[Given exercise] Starting at the line containing "Challenge accepted? Locate the fish shown" and ending after the line containing "[39, 328, 53, 356]", convert the material into a JSON list of strings, one string per line, leaving out blank lines.
━━━━━ Data rows
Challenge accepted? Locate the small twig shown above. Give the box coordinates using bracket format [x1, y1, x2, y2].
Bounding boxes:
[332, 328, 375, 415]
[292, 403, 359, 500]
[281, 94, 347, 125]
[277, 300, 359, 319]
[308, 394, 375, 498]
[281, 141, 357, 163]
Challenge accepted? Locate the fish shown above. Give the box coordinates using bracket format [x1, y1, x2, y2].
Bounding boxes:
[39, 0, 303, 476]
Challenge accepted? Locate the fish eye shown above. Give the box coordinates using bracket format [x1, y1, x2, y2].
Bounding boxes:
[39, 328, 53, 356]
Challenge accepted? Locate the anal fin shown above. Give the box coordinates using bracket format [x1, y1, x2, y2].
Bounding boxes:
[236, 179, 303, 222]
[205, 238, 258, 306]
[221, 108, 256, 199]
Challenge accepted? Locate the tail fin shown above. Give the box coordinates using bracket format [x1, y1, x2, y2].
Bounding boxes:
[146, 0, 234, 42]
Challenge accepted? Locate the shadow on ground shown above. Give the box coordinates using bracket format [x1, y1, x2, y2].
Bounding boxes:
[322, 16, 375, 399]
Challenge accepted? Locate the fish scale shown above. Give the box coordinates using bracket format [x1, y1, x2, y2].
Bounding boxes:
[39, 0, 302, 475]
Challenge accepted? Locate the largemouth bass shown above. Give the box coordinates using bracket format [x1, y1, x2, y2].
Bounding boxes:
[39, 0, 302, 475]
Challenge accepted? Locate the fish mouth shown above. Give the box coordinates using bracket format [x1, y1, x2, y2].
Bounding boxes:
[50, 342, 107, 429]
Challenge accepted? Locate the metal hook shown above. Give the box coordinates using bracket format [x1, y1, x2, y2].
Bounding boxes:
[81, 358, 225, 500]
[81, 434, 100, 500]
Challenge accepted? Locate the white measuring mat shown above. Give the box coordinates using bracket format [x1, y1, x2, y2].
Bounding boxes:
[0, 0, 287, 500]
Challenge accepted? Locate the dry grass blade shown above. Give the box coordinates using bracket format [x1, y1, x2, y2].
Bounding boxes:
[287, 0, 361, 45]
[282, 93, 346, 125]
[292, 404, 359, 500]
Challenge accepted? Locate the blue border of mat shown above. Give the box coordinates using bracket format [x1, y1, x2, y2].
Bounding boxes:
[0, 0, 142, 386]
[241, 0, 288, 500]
━━━━━━━━━━
[Answer]
[
  "Challenge accepted? Locate the fish shown above. Give the box coordinates using bracket format [x1, y1, x2, y2].",
  "Bounding boxes:",
  "[39, 0, 303, 476]",
  "Challenge accepted? Locate the fish eye shown above. Give the box coordinates using bracket format [x1, y1, x2, y2].",
  "Bounding boxes:",
  "[39, 328, 53, 356]"
]